- _Source document_
- Born: Jack Simmons 30 August 1915 Isleworth, London, England
- Died: 3 September 2000 (aged 85) Wigston Magna, England
- Education: Rushmore School, Bedford; Westminster School
- Alma mater: Christ Church, Oxford
- Occupations: Railway historian, editor, university administrator
- Known for: University of Leicester professor and pro-vice-chancellor

= Jack Simmons (historian) =

English transport historian (1915–2000)

Jack Simmons (30 August 1915 – 3 September 2000) was an English transport historian and emeritus professor of history at University of Leicester, known as a specialist in railway history.

==Biography==
Born on 30 August 1915 at Isleworth, London, Jack Simmons was the only child of Seymour Francis Simmons, a hosiery maker then serving in the Royal Fusiliers, and his wife, Katherine Lillias, daughter of Thomas Finch, a doctor from Babbacombe, Devon. His father was killed on the Somme in France in 1918. He and his mother settled after several years in Carshalton, Surrey. They continued to live together until her death in 1971. Simmons was educated at the independent Rushmore School in Bedford, at Westminster School and at Christ Church, Oxford, where he graduated in modern history in 1937. He spent a year in France and then returned to Oxford as a professor's assistant.

Segmentation mask data:
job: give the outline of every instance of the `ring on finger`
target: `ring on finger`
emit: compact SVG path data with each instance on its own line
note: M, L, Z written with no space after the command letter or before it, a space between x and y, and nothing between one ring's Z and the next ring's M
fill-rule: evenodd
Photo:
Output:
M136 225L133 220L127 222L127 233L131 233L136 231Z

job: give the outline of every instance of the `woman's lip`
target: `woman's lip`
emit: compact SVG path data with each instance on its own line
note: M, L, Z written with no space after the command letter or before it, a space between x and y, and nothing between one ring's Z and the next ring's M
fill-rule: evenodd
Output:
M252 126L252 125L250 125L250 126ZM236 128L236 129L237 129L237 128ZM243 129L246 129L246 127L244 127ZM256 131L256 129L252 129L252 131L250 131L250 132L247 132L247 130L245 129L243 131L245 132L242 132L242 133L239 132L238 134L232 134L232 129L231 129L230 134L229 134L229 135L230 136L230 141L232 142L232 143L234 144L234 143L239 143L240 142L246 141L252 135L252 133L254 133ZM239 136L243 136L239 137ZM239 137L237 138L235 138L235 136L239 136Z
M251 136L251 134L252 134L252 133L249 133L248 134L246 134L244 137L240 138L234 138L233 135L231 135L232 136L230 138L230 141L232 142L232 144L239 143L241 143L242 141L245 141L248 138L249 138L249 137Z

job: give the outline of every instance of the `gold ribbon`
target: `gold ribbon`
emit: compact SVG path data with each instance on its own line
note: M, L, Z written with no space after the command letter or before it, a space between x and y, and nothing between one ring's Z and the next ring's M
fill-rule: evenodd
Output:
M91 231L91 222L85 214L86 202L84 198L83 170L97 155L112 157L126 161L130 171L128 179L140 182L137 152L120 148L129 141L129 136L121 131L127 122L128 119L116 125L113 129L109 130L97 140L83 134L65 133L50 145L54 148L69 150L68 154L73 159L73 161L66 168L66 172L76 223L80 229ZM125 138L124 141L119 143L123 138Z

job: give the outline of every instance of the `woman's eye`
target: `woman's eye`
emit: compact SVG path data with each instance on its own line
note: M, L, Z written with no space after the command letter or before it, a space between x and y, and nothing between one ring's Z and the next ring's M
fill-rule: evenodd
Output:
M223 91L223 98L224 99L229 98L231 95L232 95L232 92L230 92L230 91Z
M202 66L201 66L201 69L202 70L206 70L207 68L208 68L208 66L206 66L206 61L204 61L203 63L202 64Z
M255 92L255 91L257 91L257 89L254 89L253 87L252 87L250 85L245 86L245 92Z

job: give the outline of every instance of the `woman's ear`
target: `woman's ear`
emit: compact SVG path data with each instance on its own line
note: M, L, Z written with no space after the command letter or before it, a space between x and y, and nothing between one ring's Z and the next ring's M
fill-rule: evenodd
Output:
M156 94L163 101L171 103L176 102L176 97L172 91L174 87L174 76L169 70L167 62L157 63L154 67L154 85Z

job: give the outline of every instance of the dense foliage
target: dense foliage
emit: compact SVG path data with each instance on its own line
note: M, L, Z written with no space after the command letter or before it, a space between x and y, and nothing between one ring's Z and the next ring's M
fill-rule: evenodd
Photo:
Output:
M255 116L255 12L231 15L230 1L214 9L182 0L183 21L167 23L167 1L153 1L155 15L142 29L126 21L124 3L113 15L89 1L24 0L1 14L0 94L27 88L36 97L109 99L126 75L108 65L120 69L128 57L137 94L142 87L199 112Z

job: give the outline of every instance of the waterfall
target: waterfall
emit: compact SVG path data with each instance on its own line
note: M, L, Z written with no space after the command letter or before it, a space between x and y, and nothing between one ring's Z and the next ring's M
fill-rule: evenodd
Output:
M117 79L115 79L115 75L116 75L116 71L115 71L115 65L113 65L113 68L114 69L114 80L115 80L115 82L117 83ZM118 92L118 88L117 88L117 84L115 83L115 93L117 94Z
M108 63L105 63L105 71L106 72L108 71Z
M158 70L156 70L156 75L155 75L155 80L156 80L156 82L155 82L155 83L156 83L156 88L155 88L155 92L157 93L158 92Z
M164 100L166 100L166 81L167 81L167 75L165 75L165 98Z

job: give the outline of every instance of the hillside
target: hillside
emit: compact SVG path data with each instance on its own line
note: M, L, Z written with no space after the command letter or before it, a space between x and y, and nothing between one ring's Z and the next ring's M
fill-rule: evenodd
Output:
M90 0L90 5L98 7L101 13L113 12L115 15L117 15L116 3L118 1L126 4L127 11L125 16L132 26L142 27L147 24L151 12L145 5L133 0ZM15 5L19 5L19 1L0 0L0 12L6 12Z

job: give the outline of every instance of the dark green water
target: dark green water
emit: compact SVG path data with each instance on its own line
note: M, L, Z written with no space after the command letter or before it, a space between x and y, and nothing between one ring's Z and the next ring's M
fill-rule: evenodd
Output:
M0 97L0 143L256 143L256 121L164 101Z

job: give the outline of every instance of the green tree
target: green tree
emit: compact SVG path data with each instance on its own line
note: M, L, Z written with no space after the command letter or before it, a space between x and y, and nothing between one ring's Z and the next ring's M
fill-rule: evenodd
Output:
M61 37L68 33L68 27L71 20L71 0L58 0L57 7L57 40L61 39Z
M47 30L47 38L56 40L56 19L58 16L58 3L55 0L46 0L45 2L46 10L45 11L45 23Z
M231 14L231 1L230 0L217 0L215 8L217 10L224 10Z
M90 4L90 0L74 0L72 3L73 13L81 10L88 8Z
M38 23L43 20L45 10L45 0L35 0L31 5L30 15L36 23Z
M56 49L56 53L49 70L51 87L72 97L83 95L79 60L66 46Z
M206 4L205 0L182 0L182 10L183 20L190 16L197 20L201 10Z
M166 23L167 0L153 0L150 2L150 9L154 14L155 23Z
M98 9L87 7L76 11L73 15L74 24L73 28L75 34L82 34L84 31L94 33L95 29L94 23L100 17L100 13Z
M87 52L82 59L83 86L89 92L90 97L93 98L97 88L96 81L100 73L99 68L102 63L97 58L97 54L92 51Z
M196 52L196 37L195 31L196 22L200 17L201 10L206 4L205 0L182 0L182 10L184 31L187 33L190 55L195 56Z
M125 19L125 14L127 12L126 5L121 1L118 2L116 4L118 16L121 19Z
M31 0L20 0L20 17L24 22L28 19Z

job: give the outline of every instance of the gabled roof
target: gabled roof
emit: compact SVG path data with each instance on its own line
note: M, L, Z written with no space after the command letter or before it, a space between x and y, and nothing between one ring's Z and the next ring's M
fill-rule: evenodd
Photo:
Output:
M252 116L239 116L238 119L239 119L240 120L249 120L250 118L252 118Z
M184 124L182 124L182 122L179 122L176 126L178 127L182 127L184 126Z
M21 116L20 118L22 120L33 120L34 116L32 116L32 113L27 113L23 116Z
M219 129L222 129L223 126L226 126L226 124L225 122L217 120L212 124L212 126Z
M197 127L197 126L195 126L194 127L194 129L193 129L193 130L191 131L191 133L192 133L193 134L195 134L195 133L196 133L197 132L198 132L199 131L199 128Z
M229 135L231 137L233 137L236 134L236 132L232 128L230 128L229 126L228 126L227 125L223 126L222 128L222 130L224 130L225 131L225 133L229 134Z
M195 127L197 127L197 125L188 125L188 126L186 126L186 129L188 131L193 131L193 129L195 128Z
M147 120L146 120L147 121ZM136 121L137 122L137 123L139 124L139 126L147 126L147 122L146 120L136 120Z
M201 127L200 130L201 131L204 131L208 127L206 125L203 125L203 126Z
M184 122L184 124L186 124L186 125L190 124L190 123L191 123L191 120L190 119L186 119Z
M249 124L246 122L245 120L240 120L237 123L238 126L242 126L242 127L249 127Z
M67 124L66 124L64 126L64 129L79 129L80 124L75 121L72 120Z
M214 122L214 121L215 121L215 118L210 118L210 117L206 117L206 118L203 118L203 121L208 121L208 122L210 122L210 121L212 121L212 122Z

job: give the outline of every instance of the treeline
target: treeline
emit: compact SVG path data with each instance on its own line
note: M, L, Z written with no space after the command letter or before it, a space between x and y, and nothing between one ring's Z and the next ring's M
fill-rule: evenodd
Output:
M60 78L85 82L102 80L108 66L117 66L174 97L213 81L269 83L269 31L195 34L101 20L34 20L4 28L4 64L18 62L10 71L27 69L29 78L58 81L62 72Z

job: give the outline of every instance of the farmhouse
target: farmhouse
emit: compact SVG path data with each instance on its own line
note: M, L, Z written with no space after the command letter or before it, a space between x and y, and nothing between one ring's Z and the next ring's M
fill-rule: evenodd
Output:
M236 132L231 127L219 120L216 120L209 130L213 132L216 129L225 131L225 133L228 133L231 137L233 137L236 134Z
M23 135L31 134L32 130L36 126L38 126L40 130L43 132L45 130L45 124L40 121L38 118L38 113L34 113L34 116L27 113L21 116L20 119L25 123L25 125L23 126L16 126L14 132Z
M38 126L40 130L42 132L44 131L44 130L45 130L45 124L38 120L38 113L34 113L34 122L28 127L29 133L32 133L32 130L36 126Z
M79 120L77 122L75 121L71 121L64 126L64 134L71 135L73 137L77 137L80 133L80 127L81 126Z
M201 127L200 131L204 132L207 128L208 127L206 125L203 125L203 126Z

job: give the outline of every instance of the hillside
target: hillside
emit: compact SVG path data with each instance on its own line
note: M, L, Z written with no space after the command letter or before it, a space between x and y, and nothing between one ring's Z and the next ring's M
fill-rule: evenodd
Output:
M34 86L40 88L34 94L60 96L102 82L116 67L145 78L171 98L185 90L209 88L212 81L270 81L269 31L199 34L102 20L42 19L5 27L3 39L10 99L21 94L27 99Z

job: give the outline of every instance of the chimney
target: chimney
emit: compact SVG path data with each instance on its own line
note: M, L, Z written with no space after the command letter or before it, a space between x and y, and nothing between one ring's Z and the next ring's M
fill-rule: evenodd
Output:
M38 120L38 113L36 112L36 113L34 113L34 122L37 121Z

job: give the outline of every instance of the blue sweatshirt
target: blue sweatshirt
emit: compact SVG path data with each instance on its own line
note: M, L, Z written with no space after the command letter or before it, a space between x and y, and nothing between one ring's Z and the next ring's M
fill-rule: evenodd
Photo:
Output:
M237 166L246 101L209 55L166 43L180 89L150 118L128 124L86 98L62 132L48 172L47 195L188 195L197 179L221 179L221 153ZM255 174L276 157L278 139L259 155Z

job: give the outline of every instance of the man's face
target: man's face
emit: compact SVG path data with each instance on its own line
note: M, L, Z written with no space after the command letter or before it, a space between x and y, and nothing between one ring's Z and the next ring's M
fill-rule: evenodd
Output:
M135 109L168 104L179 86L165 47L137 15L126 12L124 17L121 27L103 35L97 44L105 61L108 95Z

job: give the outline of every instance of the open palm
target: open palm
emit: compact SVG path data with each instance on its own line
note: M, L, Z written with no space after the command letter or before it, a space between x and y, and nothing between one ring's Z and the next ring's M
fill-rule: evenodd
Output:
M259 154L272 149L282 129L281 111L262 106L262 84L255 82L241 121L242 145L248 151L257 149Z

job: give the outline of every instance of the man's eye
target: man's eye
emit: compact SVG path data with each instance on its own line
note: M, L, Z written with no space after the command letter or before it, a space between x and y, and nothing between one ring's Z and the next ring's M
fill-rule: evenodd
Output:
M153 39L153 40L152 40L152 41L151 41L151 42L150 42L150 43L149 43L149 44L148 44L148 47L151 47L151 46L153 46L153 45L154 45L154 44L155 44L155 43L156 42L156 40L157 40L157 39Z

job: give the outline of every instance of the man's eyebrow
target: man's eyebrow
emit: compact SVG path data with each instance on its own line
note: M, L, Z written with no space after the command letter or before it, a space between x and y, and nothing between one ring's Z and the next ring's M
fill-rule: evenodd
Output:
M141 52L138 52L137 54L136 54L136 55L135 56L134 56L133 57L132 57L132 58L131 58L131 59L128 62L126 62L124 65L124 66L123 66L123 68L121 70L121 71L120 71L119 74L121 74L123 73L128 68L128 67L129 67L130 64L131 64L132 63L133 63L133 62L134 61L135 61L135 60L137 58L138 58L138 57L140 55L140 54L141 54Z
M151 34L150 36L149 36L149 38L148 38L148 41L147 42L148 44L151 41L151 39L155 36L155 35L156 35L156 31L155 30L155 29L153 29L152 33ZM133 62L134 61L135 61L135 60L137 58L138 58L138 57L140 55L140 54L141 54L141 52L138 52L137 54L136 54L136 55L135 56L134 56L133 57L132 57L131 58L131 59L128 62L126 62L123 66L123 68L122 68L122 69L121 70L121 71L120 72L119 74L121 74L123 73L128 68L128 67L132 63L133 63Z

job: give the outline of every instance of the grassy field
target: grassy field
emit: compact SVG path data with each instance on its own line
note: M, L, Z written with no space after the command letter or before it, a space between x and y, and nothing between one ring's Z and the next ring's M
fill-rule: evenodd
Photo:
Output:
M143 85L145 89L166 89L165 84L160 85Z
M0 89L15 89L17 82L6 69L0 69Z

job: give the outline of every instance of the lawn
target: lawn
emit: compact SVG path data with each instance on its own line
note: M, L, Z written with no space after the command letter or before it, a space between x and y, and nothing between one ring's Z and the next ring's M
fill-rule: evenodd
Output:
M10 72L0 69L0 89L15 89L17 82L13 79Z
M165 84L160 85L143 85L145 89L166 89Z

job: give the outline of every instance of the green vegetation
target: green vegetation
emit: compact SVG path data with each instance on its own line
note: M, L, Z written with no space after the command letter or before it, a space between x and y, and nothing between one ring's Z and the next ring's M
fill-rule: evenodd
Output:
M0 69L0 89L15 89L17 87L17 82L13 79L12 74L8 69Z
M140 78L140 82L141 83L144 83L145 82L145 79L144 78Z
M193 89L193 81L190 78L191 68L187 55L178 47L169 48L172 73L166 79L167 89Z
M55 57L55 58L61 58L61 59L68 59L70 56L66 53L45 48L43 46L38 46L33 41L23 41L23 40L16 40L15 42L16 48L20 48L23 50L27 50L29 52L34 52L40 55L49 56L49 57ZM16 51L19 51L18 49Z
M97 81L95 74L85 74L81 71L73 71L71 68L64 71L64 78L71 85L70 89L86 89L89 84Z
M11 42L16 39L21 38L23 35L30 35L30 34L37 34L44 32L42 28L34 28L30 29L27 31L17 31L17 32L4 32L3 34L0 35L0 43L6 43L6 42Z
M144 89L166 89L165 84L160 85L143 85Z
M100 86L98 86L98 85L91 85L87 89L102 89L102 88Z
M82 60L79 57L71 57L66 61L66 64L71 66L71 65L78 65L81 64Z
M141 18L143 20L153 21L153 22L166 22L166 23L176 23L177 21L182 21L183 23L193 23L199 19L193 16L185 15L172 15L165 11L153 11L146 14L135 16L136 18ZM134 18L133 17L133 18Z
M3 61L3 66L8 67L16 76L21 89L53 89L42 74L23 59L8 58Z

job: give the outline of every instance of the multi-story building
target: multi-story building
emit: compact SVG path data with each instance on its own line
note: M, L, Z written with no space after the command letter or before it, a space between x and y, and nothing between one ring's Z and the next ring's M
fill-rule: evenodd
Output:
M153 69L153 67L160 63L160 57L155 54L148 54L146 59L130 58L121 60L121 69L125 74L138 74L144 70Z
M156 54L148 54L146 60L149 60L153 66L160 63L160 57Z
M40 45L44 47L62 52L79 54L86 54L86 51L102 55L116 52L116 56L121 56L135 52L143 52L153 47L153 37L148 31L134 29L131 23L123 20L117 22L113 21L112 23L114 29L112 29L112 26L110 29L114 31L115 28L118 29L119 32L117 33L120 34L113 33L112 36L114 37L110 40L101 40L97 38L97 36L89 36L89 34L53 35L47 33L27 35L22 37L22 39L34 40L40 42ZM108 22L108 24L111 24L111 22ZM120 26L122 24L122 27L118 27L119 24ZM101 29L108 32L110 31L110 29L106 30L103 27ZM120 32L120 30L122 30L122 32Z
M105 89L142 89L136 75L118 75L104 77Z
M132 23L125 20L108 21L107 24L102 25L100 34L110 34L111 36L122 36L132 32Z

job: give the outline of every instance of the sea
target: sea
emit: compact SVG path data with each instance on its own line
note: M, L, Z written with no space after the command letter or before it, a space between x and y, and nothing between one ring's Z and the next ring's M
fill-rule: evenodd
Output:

- _Exercise set_
**A.** Repeat the passage of the Jack Simmons article from "- Born: Jack" to "in railway history.", word for word.
**B.** Resume the article on Jack Simmons and continue it from its final sentence.

- _Expected outputs_
**A.**
- Born: Jack Simmons 30 August 1915 Isleworth, London, England
- Died: 3 September 2000 (aged 85) Wigston Magna, England
- Education: Rushmore School, Bedford; Westminster School
- Alma mater: Christ Church, Oxford
- Occupations: Railway historian, editor, university administrator
- Known for: University of Leicester professor and pro-vice-chancellor

= Jack Simmons (historian) =

English transport historian (1915–2000)

Jack Simmons (30 August 1915 – 3 September 2000) was an English transport historian and emeritus professor of history at University of Leicester, known as a specialist in railway history.

**B.**
Medically unfit for military service in World War II, Simmons was appointed a lecturer at Christ Church in 1943, researching imperial history. His early publications included a 1945 biography of the poet Robert Southey, which led to him being elected a fellow of the Royal Society of Literature. He was much influenced in this period by his fellow Oxford historian A. L. Rowse. Simmons became in 1947 the first professor of history at University College, Leicester, which received its charter as the University of Leicester in 1957. Apart from running his own department there, Simmons also concerned himself with the college library and with the Senate publications board, precursor of Leicester University Press. Simmons was active in the campaign to win university status and described the process in his book New University (1958). He served at the university as public orator, pro-vice-chancellor, and acting vice-chancellor (in 1962). He retired from his chair at Leicester in 1975.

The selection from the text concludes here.